Return every line of the records below as a JSON list of strings, one string per line, with blank lines omitted.

########

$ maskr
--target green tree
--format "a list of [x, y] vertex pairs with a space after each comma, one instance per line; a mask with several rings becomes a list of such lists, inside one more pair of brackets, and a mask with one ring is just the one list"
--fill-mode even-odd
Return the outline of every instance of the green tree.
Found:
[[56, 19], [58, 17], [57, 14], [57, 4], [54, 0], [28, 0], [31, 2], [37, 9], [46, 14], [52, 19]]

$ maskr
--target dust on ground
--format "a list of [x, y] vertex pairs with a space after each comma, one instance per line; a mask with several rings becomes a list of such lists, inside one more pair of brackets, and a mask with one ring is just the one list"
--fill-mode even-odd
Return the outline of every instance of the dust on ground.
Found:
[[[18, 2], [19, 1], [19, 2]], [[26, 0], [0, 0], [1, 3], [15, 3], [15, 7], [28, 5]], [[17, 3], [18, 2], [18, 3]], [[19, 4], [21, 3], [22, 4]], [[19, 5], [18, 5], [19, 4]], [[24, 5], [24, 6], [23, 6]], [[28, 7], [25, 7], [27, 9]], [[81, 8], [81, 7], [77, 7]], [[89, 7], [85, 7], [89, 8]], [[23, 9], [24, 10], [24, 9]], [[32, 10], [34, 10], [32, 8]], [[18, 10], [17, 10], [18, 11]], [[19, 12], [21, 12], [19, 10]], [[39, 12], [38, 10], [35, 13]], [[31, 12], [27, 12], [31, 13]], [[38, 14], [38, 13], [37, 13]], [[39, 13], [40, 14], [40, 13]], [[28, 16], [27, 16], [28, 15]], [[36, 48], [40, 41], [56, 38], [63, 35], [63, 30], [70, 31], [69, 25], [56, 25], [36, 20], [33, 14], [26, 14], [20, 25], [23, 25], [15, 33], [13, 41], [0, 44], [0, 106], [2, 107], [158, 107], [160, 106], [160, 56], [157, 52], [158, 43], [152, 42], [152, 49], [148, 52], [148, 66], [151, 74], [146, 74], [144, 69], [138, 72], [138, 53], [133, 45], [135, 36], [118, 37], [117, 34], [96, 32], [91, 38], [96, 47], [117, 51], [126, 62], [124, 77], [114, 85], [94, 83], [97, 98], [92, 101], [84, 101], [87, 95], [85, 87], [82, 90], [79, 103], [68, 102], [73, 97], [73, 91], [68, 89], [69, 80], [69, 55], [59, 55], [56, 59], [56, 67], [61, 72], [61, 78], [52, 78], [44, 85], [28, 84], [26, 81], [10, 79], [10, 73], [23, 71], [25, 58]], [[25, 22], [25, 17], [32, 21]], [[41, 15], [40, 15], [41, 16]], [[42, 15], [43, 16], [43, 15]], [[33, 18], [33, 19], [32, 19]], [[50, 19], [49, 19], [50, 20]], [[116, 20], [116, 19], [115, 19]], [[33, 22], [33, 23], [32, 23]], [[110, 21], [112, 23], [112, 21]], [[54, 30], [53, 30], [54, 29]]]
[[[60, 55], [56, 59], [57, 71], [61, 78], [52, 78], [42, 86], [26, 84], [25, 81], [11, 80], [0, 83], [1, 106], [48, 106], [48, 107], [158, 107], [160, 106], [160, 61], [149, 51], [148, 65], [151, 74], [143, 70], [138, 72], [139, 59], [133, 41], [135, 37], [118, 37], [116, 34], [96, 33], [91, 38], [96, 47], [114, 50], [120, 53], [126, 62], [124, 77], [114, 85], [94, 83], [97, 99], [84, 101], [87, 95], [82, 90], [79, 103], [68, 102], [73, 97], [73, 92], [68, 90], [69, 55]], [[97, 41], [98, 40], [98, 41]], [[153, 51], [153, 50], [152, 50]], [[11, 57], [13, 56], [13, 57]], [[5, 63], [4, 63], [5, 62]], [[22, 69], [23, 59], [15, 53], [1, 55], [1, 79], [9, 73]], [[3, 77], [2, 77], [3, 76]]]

########

[Task output]
[
  "$ maskr",
  "--target green tree",
  "--format \"a list of [x, y] vertex pairs with a space after each comma, one instance per line; a mask with several rings becomes a list of such lists, inside one more pair of brackets, and a mask with one ring is just the one list\"",
  "--fill-mode even-odd",
  "Return the outline of every instance of the green tree.",
  "Found:",
  "[[56, 19], [58, 17], [57, 14], [57, 4], [54, 0], [28, 0], [31, 2], [37, 9], [46, 14], [52, 19]]",
  "$ maskr",
  "--target dust on ground",
  "--format \"a list of [x, y] vertex pairs with a space after each comma, one instance per line; a mask with several rings becomes a list of such lists, inside one more pair of brackets, and a mask with one ring is just the one list\"",
  "--fill-mode even-odd",
  "Return the outline of every instance of the dust on ground.",
  "Found:",
  "[[[18, 2], [19, 1], [19, 2]], [[26, 0], [0, 0], [1, 3], [15, 3], [15, 7], [28, 5]], [[17, 3], [18, 2], [18, 3]], [[19, 4], [21, 3], [22, 4]], [[19, 5], [18, 5], [19, 4]], [[24, 5], [24, 6], [23, 6]], [[28, 7], [25, 7], [27, 9]], [[81, 8], [81, 7], [77, 7]], [[89, 7], [85, 7], [89, 8]], [[23, 9], [24, 10], [24, 9]], [[32, 10], [34, 10], [32, 8]], [[18, 10], [17, 10], [18, 11]], [[19, 12], [21, 12], [19, 10]], [[39, 12], [38, 10], [35, 13]], [[31, 12], [27, 12], [31, 13]], [[38, 14], [38, 13], [37, 13]], [[39, 13], [40, 14], [40, 13]], [[28, 16], [27, 16], [28, 15]], [[36, 48], [40, 41], [56, 38], [63, 35], [63, 30], [70, 31], [69, 25], [56, 25], [36, 20], [33, 14], [26, 14], [20, 25], [23, 25], [15, 33], [13, 41], [0, 44], [0, 106], [2, 107], [158, 107], [160, 106], [160, 56], [157, 52], [158, 43], [152, 42], [152, 49], [148, 52], [148, 66], [151, 74], [146, 74], [144, 69], [138, 72], [138, 53], [133, 45], [135, 36], [118, 37], [117, 34], [96, 32], [91, 38], [96, 47], [117, 51], [126, 62], [124, 77], [114, 85], [94, 83], [97, 98], [92, 101], [84, 101], [87, 95], [85, 87], [82, 90], [79, 103], [68, 102], [73, 97], [73, 91], [68, 89], [69, 80], [69, 55], [59, 55], [56, 59], [56, 67], [61, 72], [61, 78], [52, 78], [44, 85], [28, 84], [26, 81], [10, 79], [10, 73], [23, 71], [25, 58]], [[25, 22], [25, 17], [32, 21]], [[41, 15], [40, 15], [41, 16]], [[42, 15], [43, 16], [43, 15]], [[33, 18], [33, 19], [32, 19]], [[50, 19], [49, 19], [50, 20]], [[116, 20], [116, 19], [115, 19]], [[33, 22], [33, 23], [32, 23]], [[110, 21], [112, 23], [112, 21]], [[54, 30], [53, 30], [54, 29]]]",
  "[[[60, 55], [56, 59], [57, 71], [61, 78], [52, 78], [42, 86], [26, 84], [25, 81], [11, 80], [0, 83], [1, 106], [48, 106], [48, 107], [158, 107], [160, 106], [160, 61], [149, 51], [148, 65], [151, 74], [143, 70], [138, 72], [139, 59], [133, 41], [135, 37], [118, 37], [116, 34], [96, 33], [91, 38], [96, 47], [114, 50], [120, 53], [126, 62], [124, 77], [114, 85], [94, 83], [97, 99], [84, 101], [87, 95], [82, 90], [79, 103], [68, 102], [73, 97], [73, 92], [68, 90], [69, 55]], [[97, 41], [98, 40], [98, 41]], [[153, 51], [153, 50], [152, 50]], [[11, 57], [13, 56], [13, 57]], [[5, 63], [4, 63], [5, 62]], [[22, 69], [23, 59], [15, 53], [1, 55], [1, 79], [9, 73]], [[3, 77], [2, 77], [3, 76]]]"
]